# Talking to other women when you are supposed to be commited?



## wildcard (Jun 19, 2013)

I looked up that free dating site that you all were writing about. So is it bad even if you have no intention on meeting anyone? I just do it when Girl is mad at me to reinforce the fact that there are still nice women out there. Plus the attention is kind of nice too.


----------



## Brighton (Apr 14, 2013)

If you don't want to be with someone you perceive as mean, then leave or boot her out.


----------



## Ardie/WI (May 10, 2002)

Your Girl and you need to improve your communication skills.


----------



## Kristinemomof3 (Sep 17, 2012)

Yes, it's wrong. It's really not much different than cheating.


----------



## newfieannie (Dec 24, 2006)

i'm still tryng to figure out if he's legit or not. could be a troll stirrin the pot. I could be wrong of course. I have been once or twice. Moo. ~Georgia


----------



## Shygal (May 26, 2003)

wildcard said:


> I looked up that free dating site that you all were writing about. So is it bad even if you have no intention on meeting anyone? I just do it when Girl is mad at me to reinforce the fact that there are still nice women out there. Plus the attention is kind of nice too.


Guess what, you are a big red flag to me. Anyone that does that when their gf is mad at them, is not someone I would want a relationship with. If I found my bf on a dating site, then he would be history. 

And you are also deceiving the women you chat with on a dating site.


----------



## cindilu (Jan 27, 2008)

Shygal said:


> Guess what, you are a big red flag to me. Anyone that does that when their gf is mad at them, is not someone I would want a relationship with. If I found my bf on a dating site, then he would be history.
> 
> And you are also deceiving the women you chat with on a dating site.


Going to stick my neck out and agree with Shy on this one. Same as cheating to me and it is also a game. Games should be left for children to play not adults.


----------



## Laura (May 10, 2002)

Summer's Eve Disposable, right?


----------



## frogmammy (Dec 8, 2004)

newfieannie said:


> i'm still tryng to figure out if he's legit or not. could be a troll stirrin the pot. I could be wrong of course. I have been once or twice. Moo. ~Georgia


I'm with ya on this!

Mon


----------



## Guest (Jul 20, 2013)

Too funny.. As in, ridiculous..
My opinion? Don't feed the trolls... Roflol


----------



## swamp man (Dec 25, 2005)

[REQUIREMENT A]
Answer these questions from the forum thread:
(i) According to wildcard, at what times does wildcard use the dating site?
(ii) To what does Kristinemomof3 say the behavior is not much different?
(iii) What does Ardie/WI say wildcard and Girl need to improve?
[REQUIREMENT B] Duplicate the part of the forum thread starting at "If you don't" and ending at "your communication skills.".
The listing after the forum thread is separate material.

[DATA]

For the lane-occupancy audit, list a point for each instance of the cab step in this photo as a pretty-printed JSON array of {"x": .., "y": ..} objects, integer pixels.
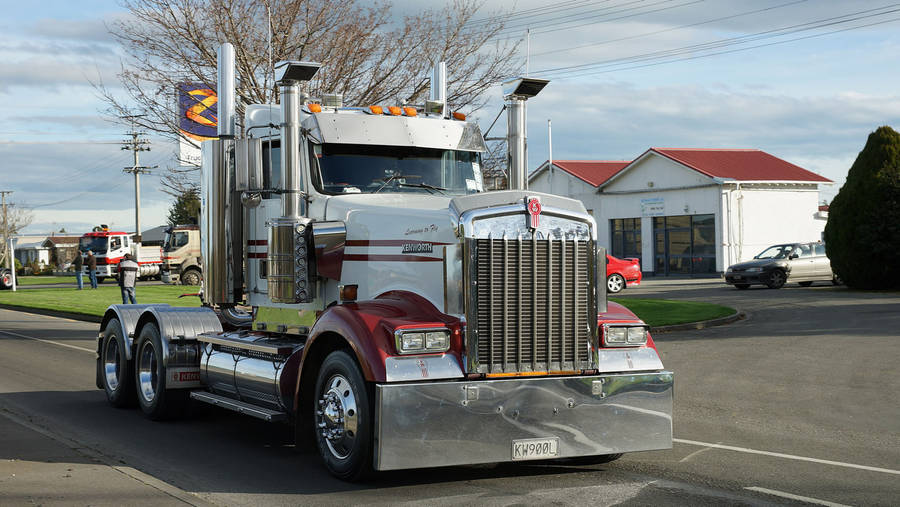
[{"x": 239, "y": 406}]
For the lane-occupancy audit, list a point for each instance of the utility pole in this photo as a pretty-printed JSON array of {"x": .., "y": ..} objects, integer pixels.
[
  {"x": 5, "y": 251},
  {"x": 136, "y": 144}
]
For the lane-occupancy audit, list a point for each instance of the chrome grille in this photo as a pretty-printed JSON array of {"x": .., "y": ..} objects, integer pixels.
[{"x": 530, "y": 304}]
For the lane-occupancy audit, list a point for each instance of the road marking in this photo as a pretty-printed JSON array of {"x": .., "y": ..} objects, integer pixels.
[
  {"x": 788, "y": 456},
  {"x": 792, "y": 496},
  {"x": 48, "y": 341}
]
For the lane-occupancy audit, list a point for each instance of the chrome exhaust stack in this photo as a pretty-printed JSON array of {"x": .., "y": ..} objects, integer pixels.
[
  {"x": 516, "y": 91},
  {"x": 291, "y": 255}
]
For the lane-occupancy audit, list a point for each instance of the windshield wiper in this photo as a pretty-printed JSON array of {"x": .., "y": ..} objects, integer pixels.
[{"x": 426, "y": 186}]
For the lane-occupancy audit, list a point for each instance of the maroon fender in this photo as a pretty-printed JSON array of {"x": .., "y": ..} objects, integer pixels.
[{"x": 368, "y": 327}]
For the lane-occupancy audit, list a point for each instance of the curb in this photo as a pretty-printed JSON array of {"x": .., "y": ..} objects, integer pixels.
[
  {"x": 53, "y": 313},
  {"x": 703, "y": 324}
]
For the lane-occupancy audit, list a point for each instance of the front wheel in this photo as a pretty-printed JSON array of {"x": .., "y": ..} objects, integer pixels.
[
  {"x": 150, "y": 379},
  {"x": 776, "y": 279},
  {"x": 116, "y": 372},
  {"x": 344, "y": 416},
  {"x": 615, "y": 283}
]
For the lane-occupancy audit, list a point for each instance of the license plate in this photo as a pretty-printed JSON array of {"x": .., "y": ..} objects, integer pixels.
[{"x": 535, "y": 448}]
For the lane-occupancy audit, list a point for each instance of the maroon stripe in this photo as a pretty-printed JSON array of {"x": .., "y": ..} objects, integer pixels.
[
  {"x": 390, "y": 258},
  {"x": 389, "y": 242}
]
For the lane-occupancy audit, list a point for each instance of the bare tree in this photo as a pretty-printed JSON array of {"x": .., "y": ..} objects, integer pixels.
[
  {"x": 367, "y": 54},
  {"x": 14, "y": 218}
]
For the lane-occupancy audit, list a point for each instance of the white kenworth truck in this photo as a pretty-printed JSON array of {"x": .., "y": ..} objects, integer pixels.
[{"x": 400, "y": 317}]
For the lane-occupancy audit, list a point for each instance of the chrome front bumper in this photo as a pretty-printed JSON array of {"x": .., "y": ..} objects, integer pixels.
[{"x": 456, "y": 423}]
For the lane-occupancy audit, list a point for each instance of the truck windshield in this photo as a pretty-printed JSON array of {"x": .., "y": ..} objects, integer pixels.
[
  {"x": 362, "y": 169},
  {"x": 94, "y": 244}
]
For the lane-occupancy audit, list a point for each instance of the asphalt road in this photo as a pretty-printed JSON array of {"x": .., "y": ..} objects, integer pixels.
[{"x": 798, "y": 403}]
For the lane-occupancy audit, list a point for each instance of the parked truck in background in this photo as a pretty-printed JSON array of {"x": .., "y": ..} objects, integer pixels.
[
  {"x": 399, "y": 315},
  {"x": 109, "y": 247},
  {"x": 181, "y": 261}
]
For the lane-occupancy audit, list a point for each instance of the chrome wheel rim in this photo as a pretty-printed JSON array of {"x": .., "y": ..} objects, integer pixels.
[
  {"x": 337, "y": 416},
  {"x": 147, "y": 378},
  {"x": 111, "y": 363},
  {"x": 615, "y": 283}
]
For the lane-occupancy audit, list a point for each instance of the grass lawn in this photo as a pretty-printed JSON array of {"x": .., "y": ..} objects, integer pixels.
[
  {"x": 46, "y": 280},
  {"x": 666, "y": 312},
  {"x": 95, "y": 301}
]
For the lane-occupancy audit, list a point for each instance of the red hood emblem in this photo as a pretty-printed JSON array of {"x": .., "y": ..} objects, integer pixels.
[{"x": 533, "y": 206}]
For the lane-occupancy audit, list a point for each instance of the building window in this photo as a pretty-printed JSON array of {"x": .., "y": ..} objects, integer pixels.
[
  {"x": 684, "y": 244},
  {"x": 625, "y": 237}
]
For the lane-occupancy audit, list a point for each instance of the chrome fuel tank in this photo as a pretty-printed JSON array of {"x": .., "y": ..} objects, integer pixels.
[{"x": 251, "y": 368}]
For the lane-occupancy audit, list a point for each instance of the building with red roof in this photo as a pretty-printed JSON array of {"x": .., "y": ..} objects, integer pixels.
[{"x": 691, "y": 211}]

[COMPLETE RESPONSE A]
(i) When Girl is mad at wildcard.
(ii) Cheating.
(iii) Their communication skills.

[COMPLETE RESPONSE B]
If you don't want to be with someone you perceive as mean, then leave or boot her out.


----------



## Ardie/WI (May 10, 2002)

Your Girl and you need to improve your communication skills.